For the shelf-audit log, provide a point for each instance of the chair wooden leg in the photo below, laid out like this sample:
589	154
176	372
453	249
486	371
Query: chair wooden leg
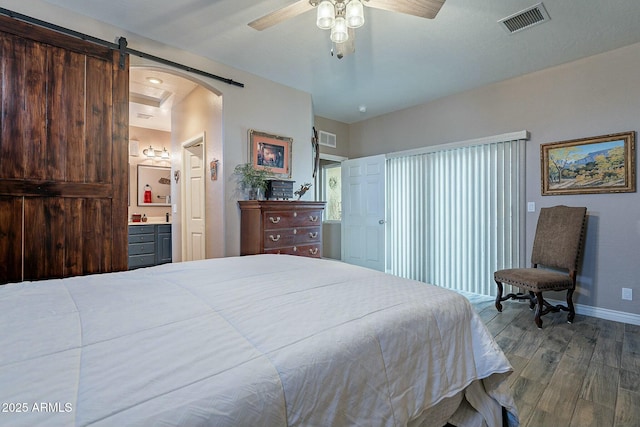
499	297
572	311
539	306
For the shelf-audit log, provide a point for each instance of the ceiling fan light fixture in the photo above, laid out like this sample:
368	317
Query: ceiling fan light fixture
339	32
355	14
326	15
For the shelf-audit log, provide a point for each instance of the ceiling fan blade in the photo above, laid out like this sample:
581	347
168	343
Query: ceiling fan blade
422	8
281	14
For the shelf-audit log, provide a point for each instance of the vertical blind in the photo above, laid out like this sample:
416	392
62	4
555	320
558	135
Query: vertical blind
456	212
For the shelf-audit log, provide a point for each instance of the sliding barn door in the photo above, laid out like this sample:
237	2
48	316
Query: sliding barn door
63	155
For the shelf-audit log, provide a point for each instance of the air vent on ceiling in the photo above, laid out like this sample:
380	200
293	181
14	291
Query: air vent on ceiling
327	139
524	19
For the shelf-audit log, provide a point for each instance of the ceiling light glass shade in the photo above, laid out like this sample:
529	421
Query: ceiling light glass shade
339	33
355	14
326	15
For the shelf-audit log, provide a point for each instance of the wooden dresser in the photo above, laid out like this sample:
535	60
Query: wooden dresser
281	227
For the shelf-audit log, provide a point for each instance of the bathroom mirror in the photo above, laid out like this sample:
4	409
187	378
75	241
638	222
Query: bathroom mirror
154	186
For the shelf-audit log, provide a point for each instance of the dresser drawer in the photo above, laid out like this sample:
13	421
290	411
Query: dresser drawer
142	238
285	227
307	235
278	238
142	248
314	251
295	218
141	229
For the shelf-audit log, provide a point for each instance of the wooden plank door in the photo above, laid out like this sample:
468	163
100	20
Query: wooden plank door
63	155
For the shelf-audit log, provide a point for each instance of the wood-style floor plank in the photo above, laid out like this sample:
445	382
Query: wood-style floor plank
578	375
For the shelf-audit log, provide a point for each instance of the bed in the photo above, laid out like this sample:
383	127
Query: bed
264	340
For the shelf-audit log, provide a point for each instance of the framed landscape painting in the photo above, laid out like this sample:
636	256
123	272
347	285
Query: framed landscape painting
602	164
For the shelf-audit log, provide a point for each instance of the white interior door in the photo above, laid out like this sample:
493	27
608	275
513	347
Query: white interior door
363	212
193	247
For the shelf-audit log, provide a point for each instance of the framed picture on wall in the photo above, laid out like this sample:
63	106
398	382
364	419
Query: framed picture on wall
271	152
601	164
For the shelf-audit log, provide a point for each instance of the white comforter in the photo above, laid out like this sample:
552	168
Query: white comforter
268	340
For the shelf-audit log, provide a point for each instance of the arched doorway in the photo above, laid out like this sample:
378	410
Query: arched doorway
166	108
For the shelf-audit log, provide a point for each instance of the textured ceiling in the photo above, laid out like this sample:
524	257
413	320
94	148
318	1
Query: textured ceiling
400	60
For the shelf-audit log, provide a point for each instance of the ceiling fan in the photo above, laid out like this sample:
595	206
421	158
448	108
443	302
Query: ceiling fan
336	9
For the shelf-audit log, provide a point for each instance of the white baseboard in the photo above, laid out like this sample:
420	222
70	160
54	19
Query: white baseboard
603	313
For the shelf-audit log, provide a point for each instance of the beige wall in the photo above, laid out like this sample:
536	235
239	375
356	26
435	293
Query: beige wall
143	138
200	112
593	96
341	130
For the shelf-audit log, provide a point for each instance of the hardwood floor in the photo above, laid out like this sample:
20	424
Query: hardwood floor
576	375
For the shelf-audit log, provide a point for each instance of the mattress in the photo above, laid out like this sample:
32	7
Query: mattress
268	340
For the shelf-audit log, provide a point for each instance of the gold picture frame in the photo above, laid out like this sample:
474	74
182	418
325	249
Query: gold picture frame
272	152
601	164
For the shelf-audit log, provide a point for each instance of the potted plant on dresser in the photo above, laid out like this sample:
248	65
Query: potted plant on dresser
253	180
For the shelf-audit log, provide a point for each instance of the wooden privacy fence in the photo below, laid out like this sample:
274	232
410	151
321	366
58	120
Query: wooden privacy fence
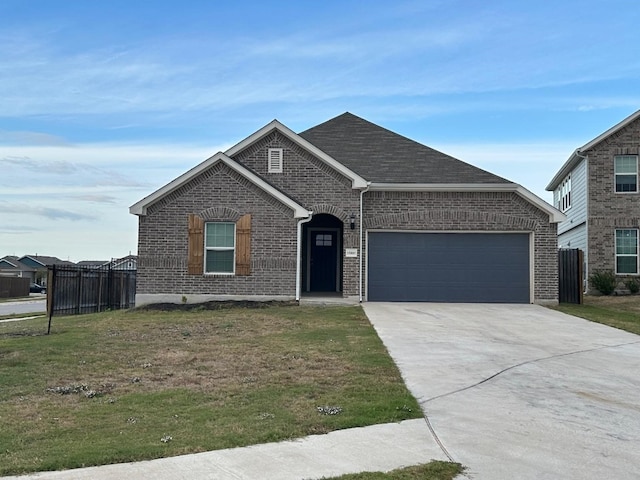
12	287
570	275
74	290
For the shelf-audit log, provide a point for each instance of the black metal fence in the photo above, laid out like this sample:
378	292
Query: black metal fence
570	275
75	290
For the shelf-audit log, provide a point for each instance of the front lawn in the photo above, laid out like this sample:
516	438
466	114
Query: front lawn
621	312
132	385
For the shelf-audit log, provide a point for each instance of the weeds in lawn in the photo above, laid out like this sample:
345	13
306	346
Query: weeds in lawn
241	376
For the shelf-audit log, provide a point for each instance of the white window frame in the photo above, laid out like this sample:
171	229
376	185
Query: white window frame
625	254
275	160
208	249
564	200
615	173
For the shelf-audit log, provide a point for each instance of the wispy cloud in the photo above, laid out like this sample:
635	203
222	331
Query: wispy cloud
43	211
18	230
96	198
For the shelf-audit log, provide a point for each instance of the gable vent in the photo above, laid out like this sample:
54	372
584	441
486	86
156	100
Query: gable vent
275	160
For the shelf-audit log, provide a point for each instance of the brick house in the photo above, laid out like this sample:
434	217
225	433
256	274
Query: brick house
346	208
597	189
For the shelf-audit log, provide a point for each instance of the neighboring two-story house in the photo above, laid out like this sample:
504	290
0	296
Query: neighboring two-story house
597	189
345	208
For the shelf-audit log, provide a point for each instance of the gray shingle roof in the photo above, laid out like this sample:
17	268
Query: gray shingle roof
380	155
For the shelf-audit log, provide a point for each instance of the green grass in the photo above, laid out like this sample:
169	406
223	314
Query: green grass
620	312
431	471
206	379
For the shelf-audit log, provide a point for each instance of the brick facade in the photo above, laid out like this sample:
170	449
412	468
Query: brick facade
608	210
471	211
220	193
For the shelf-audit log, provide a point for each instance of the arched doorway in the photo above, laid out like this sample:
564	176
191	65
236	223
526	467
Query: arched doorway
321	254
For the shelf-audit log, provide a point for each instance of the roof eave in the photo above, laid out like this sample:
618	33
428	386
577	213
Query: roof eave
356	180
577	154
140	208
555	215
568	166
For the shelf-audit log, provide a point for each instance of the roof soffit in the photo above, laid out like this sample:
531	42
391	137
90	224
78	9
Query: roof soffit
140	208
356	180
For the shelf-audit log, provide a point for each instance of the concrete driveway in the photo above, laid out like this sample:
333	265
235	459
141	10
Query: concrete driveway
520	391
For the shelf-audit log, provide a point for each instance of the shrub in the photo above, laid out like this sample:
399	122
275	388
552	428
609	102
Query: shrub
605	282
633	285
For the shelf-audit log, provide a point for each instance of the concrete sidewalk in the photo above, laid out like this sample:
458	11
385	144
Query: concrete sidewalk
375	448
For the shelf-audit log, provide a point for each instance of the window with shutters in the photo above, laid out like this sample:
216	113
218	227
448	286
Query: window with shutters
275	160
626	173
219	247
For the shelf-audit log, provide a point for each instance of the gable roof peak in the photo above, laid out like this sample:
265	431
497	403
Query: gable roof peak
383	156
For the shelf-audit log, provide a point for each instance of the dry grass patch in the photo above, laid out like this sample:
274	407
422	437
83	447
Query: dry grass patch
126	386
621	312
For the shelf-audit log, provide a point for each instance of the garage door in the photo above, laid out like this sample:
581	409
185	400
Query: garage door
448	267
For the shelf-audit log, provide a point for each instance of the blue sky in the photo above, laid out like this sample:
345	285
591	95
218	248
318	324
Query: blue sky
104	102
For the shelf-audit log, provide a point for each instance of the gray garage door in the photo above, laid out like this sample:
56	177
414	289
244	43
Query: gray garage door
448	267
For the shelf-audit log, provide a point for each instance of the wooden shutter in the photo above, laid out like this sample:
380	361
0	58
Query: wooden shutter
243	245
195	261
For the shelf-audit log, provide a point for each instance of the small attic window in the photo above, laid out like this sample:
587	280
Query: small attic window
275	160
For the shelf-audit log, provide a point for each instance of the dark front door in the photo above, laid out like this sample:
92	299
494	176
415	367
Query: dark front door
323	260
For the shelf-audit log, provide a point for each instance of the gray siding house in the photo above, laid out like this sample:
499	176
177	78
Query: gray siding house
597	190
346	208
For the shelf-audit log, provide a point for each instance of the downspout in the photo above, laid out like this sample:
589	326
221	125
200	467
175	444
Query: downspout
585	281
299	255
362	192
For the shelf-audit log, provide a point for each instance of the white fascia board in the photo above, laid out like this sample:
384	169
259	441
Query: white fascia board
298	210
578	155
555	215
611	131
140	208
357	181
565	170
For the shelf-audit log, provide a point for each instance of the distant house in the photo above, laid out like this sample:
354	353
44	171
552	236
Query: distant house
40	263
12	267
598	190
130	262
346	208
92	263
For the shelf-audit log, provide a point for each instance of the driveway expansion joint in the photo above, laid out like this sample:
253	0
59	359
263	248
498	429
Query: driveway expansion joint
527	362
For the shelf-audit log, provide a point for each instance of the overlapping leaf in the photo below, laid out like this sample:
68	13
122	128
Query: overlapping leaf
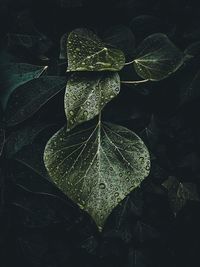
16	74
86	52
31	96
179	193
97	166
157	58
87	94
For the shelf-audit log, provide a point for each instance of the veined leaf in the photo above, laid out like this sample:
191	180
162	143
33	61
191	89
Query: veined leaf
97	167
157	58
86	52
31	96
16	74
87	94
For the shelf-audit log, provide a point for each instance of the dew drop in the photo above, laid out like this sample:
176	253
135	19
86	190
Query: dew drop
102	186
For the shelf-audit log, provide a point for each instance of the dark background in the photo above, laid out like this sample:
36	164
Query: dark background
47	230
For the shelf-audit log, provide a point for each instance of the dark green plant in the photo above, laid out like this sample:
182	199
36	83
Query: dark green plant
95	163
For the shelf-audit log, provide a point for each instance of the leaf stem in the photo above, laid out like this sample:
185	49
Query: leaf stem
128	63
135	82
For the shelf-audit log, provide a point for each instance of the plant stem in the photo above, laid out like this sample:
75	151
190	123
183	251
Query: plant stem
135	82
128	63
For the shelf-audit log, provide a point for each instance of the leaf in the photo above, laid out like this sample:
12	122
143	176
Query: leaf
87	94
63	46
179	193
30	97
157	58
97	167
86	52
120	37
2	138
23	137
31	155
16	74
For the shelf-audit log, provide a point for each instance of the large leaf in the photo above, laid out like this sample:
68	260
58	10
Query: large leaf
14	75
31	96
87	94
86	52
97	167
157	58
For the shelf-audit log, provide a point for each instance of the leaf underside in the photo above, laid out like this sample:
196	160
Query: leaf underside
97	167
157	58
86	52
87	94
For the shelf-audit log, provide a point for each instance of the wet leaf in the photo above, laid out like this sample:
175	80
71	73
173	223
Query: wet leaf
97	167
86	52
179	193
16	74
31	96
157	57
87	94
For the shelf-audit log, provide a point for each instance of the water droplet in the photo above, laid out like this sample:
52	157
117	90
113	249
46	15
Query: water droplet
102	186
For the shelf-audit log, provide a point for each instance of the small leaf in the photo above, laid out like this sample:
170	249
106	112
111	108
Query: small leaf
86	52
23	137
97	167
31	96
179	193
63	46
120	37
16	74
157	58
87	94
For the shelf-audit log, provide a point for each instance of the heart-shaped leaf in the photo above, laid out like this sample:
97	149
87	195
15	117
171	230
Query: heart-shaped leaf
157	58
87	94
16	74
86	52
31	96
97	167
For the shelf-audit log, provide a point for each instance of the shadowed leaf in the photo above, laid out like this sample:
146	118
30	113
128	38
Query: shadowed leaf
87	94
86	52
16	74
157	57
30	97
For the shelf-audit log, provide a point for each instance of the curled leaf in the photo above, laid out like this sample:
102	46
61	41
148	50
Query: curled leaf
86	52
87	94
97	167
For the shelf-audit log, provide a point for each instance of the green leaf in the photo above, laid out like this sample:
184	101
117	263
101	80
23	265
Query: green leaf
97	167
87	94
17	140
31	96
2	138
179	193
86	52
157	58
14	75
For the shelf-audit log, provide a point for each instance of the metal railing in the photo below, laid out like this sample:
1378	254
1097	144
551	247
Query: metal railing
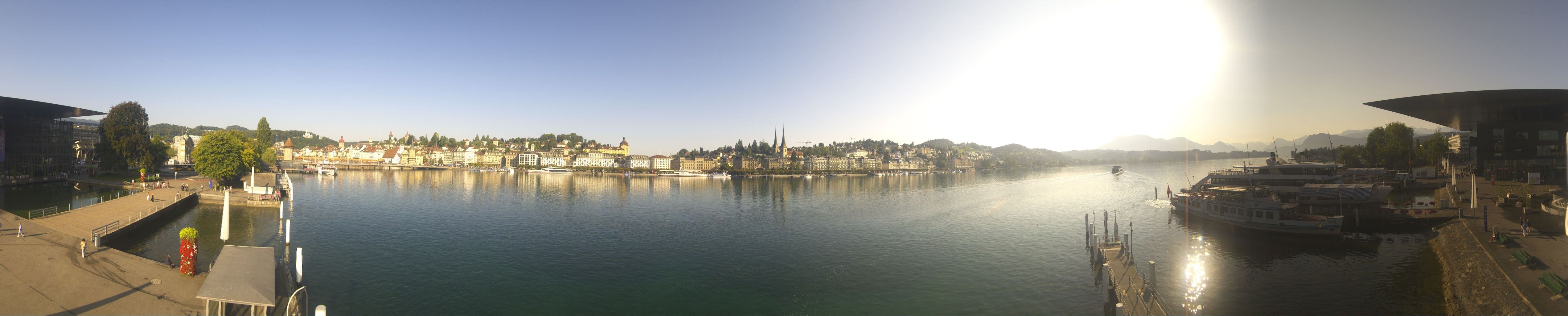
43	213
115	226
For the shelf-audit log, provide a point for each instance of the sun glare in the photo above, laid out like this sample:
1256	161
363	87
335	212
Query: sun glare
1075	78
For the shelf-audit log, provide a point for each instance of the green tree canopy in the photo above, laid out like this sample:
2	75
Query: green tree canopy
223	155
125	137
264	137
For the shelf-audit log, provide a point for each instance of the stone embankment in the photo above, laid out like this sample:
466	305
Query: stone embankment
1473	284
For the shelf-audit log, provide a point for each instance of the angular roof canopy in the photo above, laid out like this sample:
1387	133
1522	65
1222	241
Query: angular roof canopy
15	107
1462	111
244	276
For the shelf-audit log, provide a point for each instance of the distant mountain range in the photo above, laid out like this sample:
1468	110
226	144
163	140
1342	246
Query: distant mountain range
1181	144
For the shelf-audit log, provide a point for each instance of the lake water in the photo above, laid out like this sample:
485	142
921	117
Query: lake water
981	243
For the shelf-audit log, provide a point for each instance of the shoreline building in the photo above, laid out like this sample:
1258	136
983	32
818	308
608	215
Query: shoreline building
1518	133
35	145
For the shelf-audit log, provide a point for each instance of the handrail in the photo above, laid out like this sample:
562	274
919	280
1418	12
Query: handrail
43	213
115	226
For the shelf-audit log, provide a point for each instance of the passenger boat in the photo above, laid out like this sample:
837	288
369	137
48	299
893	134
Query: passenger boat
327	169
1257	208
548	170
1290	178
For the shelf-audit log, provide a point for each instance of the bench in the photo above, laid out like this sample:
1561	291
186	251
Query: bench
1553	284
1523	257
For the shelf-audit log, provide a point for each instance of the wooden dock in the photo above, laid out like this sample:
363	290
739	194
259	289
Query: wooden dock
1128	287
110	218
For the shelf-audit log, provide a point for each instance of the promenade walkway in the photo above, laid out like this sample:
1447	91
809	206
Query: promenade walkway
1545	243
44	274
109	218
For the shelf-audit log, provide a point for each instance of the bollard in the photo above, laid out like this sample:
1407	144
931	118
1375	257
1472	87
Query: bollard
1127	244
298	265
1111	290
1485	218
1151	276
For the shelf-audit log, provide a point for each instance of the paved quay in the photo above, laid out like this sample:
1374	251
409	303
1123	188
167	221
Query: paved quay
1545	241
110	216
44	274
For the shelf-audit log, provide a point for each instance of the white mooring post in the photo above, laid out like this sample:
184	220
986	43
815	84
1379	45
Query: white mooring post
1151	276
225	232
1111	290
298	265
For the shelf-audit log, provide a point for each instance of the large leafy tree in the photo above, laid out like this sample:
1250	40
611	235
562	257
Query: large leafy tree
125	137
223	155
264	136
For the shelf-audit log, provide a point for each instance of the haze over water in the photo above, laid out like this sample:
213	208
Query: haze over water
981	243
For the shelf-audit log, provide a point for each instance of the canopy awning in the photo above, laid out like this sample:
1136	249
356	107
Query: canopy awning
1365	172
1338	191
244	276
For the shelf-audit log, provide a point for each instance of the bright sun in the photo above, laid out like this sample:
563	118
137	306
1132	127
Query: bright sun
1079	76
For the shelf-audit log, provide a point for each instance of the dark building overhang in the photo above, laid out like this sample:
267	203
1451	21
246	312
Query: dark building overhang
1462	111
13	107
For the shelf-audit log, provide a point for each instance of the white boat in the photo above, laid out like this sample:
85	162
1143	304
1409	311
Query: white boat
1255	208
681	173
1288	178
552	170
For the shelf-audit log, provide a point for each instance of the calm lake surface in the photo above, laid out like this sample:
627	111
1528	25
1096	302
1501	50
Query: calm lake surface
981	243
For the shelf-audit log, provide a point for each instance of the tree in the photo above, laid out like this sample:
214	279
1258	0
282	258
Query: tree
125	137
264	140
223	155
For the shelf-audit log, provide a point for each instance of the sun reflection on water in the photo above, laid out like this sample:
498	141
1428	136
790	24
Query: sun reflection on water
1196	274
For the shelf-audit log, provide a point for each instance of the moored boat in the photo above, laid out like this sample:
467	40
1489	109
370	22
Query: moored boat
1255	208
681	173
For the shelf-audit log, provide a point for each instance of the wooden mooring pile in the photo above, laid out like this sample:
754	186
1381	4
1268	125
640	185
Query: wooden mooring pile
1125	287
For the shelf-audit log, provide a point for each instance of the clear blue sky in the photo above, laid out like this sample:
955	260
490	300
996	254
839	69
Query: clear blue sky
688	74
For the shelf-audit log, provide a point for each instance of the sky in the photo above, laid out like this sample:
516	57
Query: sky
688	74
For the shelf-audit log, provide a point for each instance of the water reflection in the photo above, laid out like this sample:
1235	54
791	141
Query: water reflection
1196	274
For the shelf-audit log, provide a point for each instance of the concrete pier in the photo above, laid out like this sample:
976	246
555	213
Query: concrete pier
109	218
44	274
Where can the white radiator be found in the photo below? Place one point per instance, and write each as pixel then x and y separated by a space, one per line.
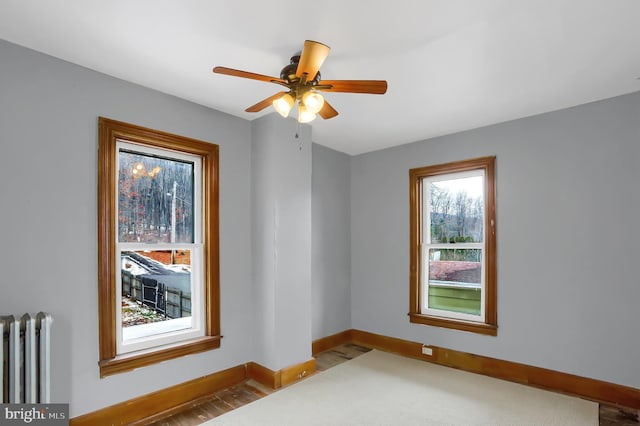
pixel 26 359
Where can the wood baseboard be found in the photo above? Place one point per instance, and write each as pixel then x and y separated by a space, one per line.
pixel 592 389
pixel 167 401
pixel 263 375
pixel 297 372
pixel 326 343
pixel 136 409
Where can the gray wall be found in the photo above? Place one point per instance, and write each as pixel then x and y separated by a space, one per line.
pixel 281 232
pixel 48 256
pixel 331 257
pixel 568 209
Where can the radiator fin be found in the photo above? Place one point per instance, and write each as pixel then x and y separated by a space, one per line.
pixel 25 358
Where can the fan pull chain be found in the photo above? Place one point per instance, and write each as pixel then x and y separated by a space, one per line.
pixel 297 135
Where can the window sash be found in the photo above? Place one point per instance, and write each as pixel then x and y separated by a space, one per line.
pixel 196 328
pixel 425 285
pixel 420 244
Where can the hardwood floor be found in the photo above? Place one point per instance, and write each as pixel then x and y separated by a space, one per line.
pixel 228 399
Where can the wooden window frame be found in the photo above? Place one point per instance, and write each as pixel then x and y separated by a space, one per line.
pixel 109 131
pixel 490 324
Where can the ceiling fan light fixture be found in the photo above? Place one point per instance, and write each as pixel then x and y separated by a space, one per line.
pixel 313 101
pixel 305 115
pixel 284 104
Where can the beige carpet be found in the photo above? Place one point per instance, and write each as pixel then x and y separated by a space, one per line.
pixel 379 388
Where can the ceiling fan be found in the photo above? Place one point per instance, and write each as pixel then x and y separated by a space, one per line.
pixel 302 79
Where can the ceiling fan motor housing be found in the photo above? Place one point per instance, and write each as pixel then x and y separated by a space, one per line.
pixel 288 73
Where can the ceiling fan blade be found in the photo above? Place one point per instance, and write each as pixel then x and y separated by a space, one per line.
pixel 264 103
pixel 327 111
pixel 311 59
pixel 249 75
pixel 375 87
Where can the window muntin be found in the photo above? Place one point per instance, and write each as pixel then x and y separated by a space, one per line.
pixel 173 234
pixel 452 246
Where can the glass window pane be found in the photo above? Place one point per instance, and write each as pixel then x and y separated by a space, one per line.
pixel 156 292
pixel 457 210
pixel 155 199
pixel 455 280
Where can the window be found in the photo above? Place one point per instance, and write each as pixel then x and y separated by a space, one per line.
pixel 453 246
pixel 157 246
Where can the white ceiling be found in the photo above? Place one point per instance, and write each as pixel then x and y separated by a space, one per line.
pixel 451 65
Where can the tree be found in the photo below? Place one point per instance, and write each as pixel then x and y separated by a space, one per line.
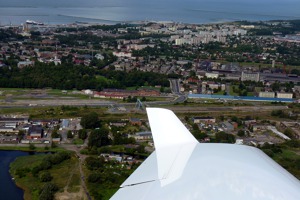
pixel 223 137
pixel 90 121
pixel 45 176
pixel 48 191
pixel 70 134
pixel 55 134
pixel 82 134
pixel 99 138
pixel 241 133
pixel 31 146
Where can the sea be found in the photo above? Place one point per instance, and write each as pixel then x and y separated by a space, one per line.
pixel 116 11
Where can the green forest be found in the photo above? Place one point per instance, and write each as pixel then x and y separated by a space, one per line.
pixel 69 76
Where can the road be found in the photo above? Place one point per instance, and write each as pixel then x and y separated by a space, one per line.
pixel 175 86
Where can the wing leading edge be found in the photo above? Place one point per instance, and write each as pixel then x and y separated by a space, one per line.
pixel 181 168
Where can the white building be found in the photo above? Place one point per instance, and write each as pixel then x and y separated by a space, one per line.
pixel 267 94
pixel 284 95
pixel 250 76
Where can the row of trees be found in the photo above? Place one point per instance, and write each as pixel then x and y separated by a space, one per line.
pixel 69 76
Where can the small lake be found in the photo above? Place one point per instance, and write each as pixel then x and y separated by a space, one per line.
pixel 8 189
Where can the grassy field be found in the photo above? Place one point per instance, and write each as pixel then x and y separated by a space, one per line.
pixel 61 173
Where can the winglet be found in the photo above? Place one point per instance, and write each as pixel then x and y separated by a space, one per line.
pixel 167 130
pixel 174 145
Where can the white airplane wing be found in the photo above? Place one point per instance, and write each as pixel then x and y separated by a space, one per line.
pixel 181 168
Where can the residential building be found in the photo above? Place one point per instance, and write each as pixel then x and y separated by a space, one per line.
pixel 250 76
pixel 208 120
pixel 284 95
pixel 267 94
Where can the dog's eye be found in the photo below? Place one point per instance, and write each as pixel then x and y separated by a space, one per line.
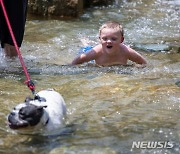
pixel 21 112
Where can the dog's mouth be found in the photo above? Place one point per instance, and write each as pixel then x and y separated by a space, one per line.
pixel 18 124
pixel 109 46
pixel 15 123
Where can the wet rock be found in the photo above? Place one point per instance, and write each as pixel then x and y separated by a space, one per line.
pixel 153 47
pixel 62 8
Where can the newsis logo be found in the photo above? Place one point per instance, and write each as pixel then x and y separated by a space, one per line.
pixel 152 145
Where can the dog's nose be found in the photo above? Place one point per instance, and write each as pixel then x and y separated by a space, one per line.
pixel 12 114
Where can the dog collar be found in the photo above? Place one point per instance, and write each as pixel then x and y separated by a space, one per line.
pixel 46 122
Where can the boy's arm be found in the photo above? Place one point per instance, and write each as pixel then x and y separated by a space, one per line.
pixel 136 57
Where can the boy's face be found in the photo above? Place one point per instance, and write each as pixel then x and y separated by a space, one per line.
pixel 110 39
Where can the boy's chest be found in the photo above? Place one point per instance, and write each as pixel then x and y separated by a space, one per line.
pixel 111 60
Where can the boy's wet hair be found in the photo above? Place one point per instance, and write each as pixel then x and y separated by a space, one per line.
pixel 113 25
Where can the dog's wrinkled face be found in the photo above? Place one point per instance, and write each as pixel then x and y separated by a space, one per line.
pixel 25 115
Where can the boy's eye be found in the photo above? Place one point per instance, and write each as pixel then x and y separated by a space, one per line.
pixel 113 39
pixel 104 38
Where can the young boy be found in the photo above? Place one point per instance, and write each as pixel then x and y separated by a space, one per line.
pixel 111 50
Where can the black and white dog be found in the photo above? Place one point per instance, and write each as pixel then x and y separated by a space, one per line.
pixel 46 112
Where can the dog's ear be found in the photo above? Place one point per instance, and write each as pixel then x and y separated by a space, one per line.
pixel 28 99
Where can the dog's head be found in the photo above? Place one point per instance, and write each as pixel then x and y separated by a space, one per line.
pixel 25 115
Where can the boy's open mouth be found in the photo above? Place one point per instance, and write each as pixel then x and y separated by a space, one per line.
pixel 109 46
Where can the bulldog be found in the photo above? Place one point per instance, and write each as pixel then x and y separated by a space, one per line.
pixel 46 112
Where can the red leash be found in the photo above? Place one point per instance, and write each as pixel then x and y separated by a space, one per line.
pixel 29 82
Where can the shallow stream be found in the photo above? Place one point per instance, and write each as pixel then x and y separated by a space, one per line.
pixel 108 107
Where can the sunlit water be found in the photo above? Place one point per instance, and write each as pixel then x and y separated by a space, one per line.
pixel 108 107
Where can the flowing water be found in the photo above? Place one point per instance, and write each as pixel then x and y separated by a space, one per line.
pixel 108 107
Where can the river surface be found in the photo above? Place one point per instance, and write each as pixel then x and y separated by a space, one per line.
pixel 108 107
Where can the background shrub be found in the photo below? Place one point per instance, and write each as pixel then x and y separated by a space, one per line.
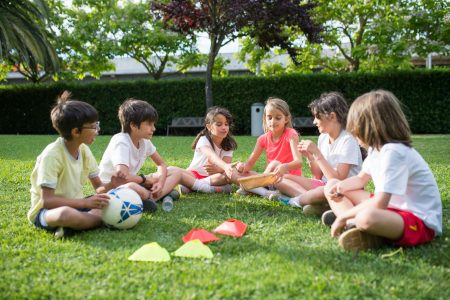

+ + + +

§ **What to work on**
Leave out every picture, and repeat word for word only the lines from the one holding "Where can the dog's head" through the end of the entries above, both ends included.

§ **Answer to this problem**
Where can the dog's head be found in the photo above? Place one point per instance, and write each as pixel then x and y separated by a space, one per line.
pixel 25 115
Where can the boy's open mouth be found in the photo above? Place one point per instance, and write each as pixel then x and y separated by a space, one per line.
pixel 109 46
Where can the bulldog be found in the photo above? Place one point per instance, and write each as pixel then x and y separated by a space, one per line.
pixel 46 112
Where can the red leash be found in the photo above? Place one point per instance, and write each as pixel then x and y separated by a space, one per line.
pixel 29 82
Where can the shallow stream be found in the photo above? Place one point per instance, and write each as pixel then x and y separated by a space, one per line.
pixel 108 107
Where can the sunlit water be found in the photo above? Place one point per instance, and write each as pixel then x and y separated by a space, one per line.
pixel 108 107
Where can the flowing water be found in the photo above? Place one point per instance, and write each as pixel then x and y separated by a space, one per line.
pixel 108 107
Where can the river surface be found in the photo above? Place one point per instance, and write each as pixel then x and y separated by a space, one per line.
pixel 108 107
Where can the background shrub be found in the photo below? Place one point per instance, and write each as pixel then x and y separated by a space, one per line.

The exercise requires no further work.